| Prompt |
Print every line below without adding or leaving out a single word.

------------------------------------------------------------------------

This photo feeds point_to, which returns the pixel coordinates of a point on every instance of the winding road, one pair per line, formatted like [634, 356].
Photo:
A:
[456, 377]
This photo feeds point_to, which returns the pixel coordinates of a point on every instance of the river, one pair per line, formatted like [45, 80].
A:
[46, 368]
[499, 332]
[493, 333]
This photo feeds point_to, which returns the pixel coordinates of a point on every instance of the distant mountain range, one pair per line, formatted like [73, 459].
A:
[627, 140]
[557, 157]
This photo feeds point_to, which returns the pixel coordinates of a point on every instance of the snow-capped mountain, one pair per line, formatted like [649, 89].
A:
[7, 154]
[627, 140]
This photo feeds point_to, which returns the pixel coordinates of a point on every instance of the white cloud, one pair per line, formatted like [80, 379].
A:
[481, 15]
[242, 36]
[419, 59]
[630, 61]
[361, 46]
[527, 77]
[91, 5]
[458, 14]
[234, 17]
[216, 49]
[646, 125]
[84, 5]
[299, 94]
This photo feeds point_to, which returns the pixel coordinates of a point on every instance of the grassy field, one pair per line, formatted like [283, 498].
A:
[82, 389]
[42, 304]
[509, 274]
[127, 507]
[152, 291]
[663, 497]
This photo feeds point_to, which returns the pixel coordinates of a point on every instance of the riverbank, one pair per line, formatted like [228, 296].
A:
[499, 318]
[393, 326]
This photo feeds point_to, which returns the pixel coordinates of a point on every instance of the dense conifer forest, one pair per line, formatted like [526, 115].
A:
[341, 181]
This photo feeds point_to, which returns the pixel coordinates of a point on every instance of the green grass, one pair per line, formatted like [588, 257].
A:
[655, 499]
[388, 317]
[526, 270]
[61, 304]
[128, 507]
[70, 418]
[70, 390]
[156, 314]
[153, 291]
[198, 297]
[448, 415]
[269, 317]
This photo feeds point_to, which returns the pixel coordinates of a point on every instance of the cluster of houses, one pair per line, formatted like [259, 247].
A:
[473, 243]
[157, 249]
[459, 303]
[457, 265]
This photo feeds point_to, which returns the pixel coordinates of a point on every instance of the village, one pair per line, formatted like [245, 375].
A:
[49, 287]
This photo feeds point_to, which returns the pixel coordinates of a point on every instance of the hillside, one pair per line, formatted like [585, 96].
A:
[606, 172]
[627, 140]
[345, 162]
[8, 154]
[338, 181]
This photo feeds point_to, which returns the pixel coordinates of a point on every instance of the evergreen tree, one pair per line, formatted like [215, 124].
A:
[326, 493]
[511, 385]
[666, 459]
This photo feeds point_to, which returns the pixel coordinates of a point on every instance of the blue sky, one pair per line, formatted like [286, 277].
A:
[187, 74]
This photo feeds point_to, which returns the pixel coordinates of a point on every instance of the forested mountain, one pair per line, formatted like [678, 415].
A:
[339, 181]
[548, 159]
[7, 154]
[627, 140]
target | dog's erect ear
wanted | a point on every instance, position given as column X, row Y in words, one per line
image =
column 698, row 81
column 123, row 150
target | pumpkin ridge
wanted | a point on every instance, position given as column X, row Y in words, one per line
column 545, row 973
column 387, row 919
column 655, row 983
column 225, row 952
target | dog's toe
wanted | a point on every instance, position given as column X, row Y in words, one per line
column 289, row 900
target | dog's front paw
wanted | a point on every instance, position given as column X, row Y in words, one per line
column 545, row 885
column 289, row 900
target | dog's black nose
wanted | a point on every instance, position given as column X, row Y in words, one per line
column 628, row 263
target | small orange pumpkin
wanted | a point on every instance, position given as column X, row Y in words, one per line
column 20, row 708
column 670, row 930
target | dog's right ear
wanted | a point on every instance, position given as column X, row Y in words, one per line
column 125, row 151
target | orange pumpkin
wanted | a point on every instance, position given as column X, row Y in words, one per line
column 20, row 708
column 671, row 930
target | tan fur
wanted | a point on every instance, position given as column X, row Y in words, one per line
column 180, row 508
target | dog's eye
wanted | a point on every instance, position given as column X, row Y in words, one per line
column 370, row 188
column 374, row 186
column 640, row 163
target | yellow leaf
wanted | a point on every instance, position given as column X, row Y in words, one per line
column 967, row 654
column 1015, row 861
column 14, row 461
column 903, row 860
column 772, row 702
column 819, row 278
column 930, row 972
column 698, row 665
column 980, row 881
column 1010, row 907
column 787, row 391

------------------------------------------------------------------------

| Exercise solution |
This photo feeds point_to, which returns the pixel coordinates of a point on every instance of the winding road, one pair per line, formatted like [634, 356].
Photo:
A:
[456, 377]
This photo feeds point_to, which returns the pixel coordinates of a point on every instance of the river, one pair per line, formatted like [45, 80].
A:
[46, 368]
[499, 332]
[493, 333]
This photo feeds point_to, which returns the pixel coordinates of a point on every instance of the distant mountain range, one pair per line, formatted like [73, 459].
A:
[627, 140]
[557, 157]
This photo feeds point_to, which returns the pixel coordinates of a point on every instance of the snow-capped mountain, one pair per line, formatted like [649, 89].
A:
[7, 154]
[627, 140]
This photo feeds point_to, which returns the pixel coordinates of a point on every instance of the white cloud, one pair per line, formatted like [80, 379].
A:
[481, 15]
[242, 36]
[419, 59]
[630, 61]
[361, 46]
[527, 77]
[91, 5]
[458, 14]
[234, 17]
[216, 49]
[646, 125]
[84, 5]
[299, 94]
This photo feeds point_to, which returns the pixel coordinates of a point on every instance of the grassy field, one pair per line, formatted like [283, 498].
A:
[82, 389]
[42, 304]
[509, 274]
[127, 507]
[152, 291]
[663, 497]
This photo feeds point_to, which returns the pixel coordinates of a point on every instance of the riverbank, one pair per line, formatted like [228, 296].
A:
[499, 318]
[393, 326]
This photo feeds point_to, which returns the pixel coordinates of a point on every instance of the dense conifer forest, one pair per line, formatted like [526, 115].
A:
[341, 181]
This photo feeds point_to, which returns the pixel coordinates of a point on every instance of the green grass, one pair per line, formatted like [588, 257].
A:
[655, 499]
[388, 317]
[526, 270]
[61, 304]
[128, 507]
[70, 418]
[70, 390]
[156, 314]
[153, 291]
[198, 297]
[448, 415]
[269, 317]
This photo feeds point_to, which returns the pixel coordinates of a point on every instance of the cluster of houses, one pair per line, formatted like [259, 247].
A:
[473, 243]
[157, 249]
[459, 303]
[457, 265]
This photo feeds point_to, which returns the pixel coordinates of a point on every instance of the village, one pair per line, formatted like [245, 375].
A:
[49, 287]
This photo feeds point_to, which returns the pixel coordinates of a point on every instance of the hillside, one pair per line, formatted like [585, 96].
A:
[606, 172]
[627, 140]
[345, 162]
[8, 154]
[338, 181]
This photo feeds point_to, which returns the pixel coordinates of a point on every instance of the evergreen tree, one pair per line, formatted like [215, 124].
A:
[326, 493]
[511, 385]
[666, 459]
This photo feeds point_to, which returns the pixel coordinates of a point on every instance of the blue sky, one pair per line, formatted like [286, 277].
A:
[187, 74]
This photo feeds point_to, which returns the pixel coordinates of a point on every instance of the forested mountain, one pair per line, formatted like [678, 415].
A:
[339, 181]
[548, 159]
[7, 154]
[627, 140]
target | dog's erect ear
wanted | a point on every instance, position given as column X, row Y in words, one per line
image =
column 698, row 81
column 123, row 150
target | pumpkin ridge
wanted | a point on every instance, position given as column X, row Y in words, one per line
column 545, row 973
column 387, row 919
column 655, row 983
column 225, row 952
target | dog's toe
wanted | a point on every instance, position given as column X, row Y in words, one per line
column 289, row 900
target | dog's front paw
wanted | a point on every instance, position given as column X, row Y in words, one per line
column 545, row 885
column 289, row 900
target | dog's black nose
wanted | a point on every instance, position given as column X, row Y in words, one per line
column 628, row 263
target | small orange pumpkin
wanted | a point on every instance, position given as column X, row Y in words, one per line
column 20, row 708
column 670, row 930
target | dog's right ear
wanted | a point on every instance, position given as column X, row Y in words, one per line
column 125, row 151
target | orange pumpkin
wanted | a point on every instance, position given as column X, row Y in words, one per line
column 20, row 708
column 671, row 930
target | tan fur
wanted | a point on every instance, position given as column X, row Y in words, one per line
column 180, row 508
target | dog's eye
wanted | a point on every instance, position given as column X, row Y in words, one per line
column 370, row 188
column 374, row 186
column 640, row 163
target | yellow leaf
wanted | a point on every instance, position given as column X, row Y in words, one per line
column 967, row 654
column 1015, row 861
column 14, row 461
column 903, row 860
column 772, row 702
column 819, row 278
column 930, row 972
column 698, row 665
column 980, row 881
column 1010, row 907
column 787, row 391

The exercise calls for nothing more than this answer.